BEGIN Data in this exercise

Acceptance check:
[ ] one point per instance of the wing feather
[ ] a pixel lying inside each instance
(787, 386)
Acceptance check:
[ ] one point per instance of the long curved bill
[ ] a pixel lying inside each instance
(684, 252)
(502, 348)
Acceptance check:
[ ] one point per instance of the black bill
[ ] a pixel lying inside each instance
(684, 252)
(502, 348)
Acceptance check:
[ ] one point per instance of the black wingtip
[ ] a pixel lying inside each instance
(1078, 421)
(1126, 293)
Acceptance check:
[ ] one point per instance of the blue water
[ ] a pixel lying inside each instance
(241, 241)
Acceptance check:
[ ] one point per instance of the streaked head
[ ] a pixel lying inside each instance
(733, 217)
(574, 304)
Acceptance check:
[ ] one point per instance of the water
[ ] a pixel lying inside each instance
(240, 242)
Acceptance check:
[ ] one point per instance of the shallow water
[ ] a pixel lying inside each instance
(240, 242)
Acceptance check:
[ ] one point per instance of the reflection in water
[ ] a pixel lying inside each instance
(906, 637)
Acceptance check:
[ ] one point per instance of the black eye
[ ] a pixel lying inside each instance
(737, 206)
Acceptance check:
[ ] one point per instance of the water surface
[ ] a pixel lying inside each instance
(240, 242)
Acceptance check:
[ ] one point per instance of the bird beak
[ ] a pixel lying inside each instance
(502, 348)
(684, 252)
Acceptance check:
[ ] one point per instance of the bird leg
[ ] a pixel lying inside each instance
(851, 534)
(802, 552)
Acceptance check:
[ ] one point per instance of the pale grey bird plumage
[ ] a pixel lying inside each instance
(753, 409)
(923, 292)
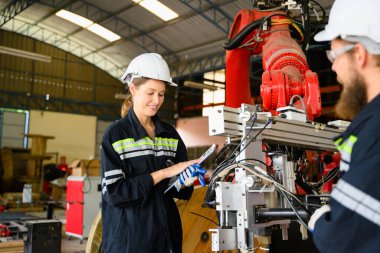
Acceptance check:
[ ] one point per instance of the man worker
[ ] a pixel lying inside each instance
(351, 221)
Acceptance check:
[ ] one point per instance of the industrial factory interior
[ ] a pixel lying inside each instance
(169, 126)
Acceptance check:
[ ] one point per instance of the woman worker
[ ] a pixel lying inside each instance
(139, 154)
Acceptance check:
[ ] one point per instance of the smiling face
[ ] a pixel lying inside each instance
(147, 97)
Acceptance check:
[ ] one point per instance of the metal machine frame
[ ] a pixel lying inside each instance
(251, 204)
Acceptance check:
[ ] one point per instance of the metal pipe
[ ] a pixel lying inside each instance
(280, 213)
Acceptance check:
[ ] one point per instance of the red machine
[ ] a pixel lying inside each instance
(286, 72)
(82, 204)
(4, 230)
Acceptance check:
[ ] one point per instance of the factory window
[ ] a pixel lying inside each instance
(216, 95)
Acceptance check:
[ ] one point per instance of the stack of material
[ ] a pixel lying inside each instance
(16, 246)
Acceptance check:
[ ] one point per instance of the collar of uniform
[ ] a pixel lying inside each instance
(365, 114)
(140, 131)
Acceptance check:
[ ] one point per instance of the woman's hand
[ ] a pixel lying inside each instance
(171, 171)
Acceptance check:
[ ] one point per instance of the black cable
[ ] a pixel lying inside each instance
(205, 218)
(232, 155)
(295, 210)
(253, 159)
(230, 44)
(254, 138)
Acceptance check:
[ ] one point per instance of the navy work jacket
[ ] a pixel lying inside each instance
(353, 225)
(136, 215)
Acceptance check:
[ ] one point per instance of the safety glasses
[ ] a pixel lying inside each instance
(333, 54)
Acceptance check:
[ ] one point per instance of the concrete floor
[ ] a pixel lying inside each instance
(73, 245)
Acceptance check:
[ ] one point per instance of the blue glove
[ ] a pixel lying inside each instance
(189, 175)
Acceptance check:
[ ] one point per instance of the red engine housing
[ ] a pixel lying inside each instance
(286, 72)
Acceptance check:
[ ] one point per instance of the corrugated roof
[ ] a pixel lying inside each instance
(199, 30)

END Data in this exercise

▶ _How to complete this task_:
Set down all of the material above exactly as written, leaving the pictures out.

▶ _Exercise output_:
Acceptance check:
[ ] one point per instance of the wing feather
[ ] a pixel lying inside each instance
(787, 386)
Acceptance check:
[ ] one point per instance of the long curved bill
[ ] a pixel lying inside each instance
(684, 252)
(502, 348)
Acceptance check:
[ ] one point per instance of the black bill
[ ] a pixel lying inside each instance
(684, 252)
(502, 348)
Acceptance check:
[ ] one point per instance of the black wingtip
[ ] a pixel lying inside each instance
(1078, 421)
(1126, 293)
Acceptance check:
[ ] one point per instance of the blue water
[ ] a pixel lying inside each instance
(241, 241)
Acceptance check:
[ ] one point per instance of the streaked head
[ ] a pixel lying inside each instance
(733, 217)
(574, 304)
Acceptance check:
[ ] one point per instance of the water
[ ] a pixel lying inside each instance
(240, 242)
Acceptance check:
[ ] one point per instance of the shallow water
[ ] a pixel lying inside each instance
(240, 242)
Acceptance check:
[ ] one point per instance of the reflection in water
[ ] a pixel lying inside each instance
(906, 637)
Acceptance check:
[ ] one point per instance of the black eye
[ ] a pixel lying inside each instance
(737, 206)
Acceptance check:
[ ] one point per instance of the water surface
[ ] a pixel lying inside each instance
(240, 242)
Acceptance check:
[ ] one point per instance of the bird beak
[ ] a pixel lying inside each instance
(502, 348)
(684, 252)
Acceptance check:
[ ] one point per instance of the bird leg
[ ] a pixel lying inside each instance
(851, 534)
(802, 552)
Acceptance check:
[ ] one point per instance of the pale grey bird plumage
[ ] a pixel lying inside each instance
(753, 409)
(923, 292)
Acceptance check:
[ ] one point per instance of the man worker
[ ] a pixel lying inside each instance
(351, 221)
Acceptance check:
[ ] one point per instance of the industrial factory interior
[ ] a pixel lying inside each instance
(169, 126)
Acceptance check:
[ ] one point per instance of the woman worker
[ ] a pixel lying inside each instance
(139, 154)
Acceptance check:
[ ] one point per instance of the smiling face
[ ] a pixel lying inside each instance
(147, 97)
Acceptance check:
[ ] one point per instance of the metal machine frame
[ ] a pixel lying inside each instance
(251, 204)
Acceptance check:
[ ] one point per instance of the metal pipe
[ ] a pixel lying inside each instance
(280, 213)
Acceptance check:
[ ] one point per instance of the red machine
[ ] a pixel lying inside each instance
(286, 72)
(82, 204)
(4, 230)
Acceptance check:
[ ] one point per instance of the factory window
[ ] a pixel lying inside each instance
(216, 95)
Acceptance check:
[ ] one point per instance of the stack of material
[ ] a pixel lying inside each instance
(16, 246)
Acceptance check:
[ ] one point per instance of the collar of uniform
[ ] a pixel lying inside each instance
(365, 114)
(140, 131)
Acceptance check:
[ ] one point per instance of the woman's hand
[ ] a pixel lying inside each instance
(171, 171)
Acceptance check:
[ ] one point per instance of the black cable
[ ] a pixel lying inside each instance
(205, 218)
(232, 155)
(295, 210)
(253, 159)
(230, 44)
(254, 138)
Acceptance check:
[ ] one point per instance of the navy work jacket
[ ] a pixel lying inside each instance
(353, 225)
(136, 215)
Acceptance check:
[ ] one point per instance of the safety glasses
[ ] a pixel lying inside each instance
(333, 54)
Acceptance check:
[ ] one point per instance of the concrete floor
[ ] a pixel lying inside each instance
(73, 245)
Acceptance check:
[ ] one point per instance of the blue glove
[ ] a pixel lying inside each instance
(189, 175)
Acceptance check:
[ ] one point per instance of the red engine housing
[ ] a pixel lying inside each instance
(286, 72)
Acceptance check:
[ ] one point per instance of the corrugated roof
[ ] a pixel lying inside each instance
(199, 30)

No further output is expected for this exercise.